Dataset rows on where objects appear:
◆ ◆ ◆ ◆ ◆ ◆ ◆
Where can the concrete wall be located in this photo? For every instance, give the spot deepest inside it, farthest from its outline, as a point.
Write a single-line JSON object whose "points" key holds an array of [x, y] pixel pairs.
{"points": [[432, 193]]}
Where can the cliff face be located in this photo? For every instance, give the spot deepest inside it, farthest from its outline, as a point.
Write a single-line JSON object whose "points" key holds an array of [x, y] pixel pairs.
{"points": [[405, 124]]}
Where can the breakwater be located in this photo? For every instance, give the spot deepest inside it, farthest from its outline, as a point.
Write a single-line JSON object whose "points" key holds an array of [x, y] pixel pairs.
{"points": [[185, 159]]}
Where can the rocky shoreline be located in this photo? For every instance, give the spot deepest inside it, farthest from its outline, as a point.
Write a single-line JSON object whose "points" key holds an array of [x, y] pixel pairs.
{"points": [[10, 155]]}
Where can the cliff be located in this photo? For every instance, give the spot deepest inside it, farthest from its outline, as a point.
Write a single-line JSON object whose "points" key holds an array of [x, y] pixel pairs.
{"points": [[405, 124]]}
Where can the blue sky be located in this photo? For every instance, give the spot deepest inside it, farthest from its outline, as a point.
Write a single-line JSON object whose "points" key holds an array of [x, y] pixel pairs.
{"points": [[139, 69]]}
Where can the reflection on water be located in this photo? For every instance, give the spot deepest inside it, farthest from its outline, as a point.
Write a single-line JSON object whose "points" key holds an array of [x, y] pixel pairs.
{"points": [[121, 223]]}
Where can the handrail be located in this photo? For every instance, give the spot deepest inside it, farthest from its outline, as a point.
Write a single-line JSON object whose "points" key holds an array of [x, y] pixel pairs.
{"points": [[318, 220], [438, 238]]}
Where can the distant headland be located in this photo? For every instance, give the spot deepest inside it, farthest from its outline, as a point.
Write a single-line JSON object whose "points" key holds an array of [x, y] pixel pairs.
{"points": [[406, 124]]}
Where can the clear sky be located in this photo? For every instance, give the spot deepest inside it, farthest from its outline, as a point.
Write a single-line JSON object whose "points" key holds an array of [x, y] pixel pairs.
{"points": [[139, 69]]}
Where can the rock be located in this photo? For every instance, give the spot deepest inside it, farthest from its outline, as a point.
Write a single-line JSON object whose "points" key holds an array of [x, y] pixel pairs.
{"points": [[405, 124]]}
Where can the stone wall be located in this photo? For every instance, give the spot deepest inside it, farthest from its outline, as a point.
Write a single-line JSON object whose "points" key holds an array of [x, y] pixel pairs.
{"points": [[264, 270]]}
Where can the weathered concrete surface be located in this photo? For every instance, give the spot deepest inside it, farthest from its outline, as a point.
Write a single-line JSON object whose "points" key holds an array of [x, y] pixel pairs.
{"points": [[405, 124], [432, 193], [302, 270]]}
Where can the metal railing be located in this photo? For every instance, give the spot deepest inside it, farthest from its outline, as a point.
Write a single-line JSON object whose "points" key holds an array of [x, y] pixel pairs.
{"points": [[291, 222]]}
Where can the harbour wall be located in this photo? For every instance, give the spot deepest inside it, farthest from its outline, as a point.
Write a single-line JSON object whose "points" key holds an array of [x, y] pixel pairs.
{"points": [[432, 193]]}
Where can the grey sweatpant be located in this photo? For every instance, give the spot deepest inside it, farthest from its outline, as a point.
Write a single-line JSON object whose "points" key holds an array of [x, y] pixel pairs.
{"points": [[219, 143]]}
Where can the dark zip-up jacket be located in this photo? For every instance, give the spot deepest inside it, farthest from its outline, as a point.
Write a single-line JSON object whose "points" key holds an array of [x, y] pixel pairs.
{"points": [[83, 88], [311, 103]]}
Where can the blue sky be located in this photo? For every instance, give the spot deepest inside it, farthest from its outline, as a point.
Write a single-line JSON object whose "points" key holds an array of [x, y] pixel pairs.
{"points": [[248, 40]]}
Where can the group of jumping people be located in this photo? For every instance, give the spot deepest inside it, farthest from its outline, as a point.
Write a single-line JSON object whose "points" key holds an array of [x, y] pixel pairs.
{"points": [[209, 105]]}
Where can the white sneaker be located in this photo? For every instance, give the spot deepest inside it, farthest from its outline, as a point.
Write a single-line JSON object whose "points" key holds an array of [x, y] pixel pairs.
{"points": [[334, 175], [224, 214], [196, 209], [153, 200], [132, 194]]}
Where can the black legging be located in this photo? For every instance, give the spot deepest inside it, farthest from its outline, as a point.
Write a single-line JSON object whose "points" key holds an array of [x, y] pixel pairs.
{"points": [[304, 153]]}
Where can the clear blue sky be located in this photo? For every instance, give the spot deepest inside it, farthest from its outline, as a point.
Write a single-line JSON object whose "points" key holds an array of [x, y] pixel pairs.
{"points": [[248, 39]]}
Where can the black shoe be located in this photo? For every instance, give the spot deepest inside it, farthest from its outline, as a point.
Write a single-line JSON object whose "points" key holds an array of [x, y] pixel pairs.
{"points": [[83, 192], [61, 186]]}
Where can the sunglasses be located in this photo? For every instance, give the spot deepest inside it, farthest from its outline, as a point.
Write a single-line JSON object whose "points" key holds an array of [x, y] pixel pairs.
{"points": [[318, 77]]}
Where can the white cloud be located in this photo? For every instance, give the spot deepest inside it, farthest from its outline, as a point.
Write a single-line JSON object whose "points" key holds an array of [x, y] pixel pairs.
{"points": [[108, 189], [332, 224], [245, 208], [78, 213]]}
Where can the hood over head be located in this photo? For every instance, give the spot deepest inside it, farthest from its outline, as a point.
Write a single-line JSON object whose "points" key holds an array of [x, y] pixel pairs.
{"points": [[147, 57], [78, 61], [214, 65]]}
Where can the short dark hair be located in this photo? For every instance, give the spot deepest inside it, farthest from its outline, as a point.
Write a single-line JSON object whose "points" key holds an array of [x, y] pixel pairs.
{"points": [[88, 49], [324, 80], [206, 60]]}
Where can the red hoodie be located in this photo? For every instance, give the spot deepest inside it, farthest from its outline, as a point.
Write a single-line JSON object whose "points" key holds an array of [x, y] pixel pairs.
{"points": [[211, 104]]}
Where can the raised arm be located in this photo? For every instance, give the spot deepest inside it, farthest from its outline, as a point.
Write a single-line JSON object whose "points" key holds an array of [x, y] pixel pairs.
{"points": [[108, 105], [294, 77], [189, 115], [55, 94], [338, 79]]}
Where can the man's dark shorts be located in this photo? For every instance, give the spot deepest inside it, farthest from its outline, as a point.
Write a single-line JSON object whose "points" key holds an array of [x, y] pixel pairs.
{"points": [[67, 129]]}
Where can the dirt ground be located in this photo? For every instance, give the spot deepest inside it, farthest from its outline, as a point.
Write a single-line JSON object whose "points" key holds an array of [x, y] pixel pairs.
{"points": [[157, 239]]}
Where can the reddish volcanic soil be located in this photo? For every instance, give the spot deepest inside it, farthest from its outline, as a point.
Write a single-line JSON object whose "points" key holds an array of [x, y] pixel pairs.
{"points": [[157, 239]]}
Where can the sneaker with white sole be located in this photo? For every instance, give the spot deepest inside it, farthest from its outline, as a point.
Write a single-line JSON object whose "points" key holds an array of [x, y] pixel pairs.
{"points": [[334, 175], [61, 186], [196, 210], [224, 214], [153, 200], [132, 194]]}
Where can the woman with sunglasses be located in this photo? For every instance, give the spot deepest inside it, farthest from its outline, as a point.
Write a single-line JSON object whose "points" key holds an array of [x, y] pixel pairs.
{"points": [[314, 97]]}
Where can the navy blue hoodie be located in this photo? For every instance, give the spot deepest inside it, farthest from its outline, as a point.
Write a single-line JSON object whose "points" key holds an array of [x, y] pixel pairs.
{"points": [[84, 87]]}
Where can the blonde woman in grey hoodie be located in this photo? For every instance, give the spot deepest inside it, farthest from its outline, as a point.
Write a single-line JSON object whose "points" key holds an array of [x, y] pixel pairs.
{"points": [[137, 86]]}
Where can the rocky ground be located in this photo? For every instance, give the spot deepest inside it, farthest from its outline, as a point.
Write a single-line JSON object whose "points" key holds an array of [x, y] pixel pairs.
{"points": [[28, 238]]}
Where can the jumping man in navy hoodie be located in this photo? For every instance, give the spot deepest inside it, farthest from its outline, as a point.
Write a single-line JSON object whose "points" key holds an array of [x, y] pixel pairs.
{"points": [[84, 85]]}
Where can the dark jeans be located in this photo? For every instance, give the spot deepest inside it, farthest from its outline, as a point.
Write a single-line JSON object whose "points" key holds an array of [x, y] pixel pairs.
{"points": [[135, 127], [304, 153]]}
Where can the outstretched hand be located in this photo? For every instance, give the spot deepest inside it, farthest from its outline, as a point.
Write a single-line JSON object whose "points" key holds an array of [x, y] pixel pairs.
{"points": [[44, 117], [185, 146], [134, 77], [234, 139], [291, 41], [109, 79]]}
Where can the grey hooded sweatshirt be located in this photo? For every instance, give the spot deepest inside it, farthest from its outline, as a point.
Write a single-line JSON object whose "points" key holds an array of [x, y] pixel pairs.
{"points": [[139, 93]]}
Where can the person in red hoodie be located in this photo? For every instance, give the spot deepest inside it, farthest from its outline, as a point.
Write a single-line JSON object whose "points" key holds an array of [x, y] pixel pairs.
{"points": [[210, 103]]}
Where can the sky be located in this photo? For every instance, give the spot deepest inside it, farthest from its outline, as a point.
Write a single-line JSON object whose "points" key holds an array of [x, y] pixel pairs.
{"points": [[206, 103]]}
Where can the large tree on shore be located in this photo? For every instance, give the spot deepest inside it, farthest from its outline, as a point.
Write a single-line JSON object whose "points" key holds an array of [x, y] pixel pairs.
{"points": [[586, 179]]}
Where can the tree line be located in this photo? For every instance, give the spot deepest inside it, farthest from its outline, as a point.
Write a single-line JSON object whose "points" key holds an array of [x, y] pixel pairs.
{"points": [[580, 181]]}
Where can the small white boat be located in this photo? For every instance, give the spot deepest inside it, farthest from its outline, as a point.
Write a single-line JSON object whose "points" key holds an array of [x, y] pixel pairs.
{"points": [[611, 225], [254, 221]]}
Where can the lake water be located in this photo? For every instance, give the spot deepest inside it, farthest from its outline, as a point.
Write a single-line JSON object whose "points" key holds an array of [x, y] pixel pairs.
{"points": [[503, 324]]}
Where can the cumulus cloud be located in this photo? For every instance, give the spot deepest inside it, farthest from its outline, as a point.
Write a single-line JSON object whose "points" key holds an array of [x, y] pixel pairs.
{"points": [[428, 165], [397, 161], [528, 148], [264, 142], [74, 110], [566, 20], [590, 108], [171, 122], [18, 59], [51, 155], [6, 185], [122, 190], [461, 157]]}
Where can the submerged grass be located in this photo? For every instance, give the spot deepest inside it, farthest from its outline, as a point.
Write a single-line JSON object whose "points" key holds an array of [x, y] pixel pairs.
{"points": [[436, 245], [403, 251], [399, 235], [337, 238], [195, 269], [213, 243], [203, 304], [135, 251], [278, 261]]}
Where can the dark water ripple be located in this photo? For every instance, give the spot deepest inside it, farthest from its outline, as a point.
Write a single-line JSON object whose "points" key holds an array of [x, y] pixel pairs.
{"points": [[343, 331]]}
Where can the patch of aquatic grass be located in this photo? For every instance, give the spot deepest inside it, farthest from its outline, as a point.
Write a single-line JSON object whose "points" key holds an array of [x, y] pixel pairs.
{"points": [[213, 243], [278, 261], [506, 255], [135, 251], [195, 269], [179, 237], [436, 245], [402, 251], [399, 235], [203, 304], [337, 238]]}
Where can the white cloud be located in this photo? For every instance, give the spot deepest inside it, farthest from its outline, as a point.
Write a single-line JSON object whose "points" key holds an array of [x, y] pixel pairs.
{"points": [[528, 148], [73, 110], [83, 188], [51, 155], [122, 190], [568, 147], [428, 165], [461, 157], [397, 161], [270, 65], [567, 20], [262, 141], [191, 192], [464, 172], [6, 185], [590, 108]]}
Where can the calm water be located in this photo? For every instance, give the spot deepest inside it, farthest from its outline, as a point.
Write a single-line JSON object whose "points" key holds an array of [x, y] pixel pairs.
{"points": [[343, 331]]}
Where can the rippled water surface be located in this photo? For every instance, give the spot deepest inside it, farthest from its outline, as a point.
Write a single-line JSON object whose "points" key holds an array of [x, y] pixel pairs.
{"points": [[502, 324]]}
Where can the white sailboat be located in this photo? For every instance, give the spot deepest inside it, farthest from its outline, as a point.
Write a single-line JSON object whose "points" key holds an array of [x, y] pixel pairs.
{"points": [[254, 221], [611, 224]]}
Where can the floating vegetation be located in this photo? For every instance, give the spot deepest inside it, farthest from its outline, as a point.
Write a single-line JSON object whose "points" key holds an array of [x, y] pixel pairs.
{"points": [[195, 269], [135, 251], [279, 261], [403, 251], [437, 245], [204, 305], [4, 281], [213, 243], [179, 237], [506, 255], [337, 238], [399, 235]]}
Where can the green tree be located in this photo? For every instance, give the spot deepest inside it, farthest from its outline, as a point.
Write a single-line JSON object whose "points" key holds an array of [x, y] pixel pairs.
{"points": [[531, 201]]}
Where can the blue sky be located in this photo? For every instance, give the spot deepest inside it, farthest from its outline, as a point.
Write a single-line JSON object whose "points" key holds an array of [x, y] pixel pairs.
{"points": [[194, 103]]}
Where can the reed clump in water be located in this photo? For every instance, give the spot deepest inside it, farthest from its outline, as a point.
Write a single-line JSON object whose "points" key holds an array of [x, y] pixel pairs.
◆ ◆ ◆ ◆ ◆ ◆ ◆
• **WHAT NEEDS TO BE DONE**: Set down only these lines, exactly: the line containing "Where can the green" and each line after it, through the end of the listing.

• **CORRECT OUTPUT**:
Where can the green tree be located in this photo? For every instance, give the spot deepest inside it, farthest from its outline, as a point.
Write a single-line JSON object whose "points" key holds an array of [x, y] pixel pairs.
{"points": [[531, 201]]}
Where can the blue sky be located in this photo? For every instance, give the spot deepest inside it, farthest from its outline, as a point.
Write a single-line JSON object whose "points" key holds an array of [x, y] pixel pairs.
{"points": [[194, 103]]}
Where can the reed clump in water be located in this photo? For every instance, give the spot deepest inside it, farthest from its outline, as a point.
Write a single-line JSON object whose "points" key holds an array of [x, y] pixel pairs.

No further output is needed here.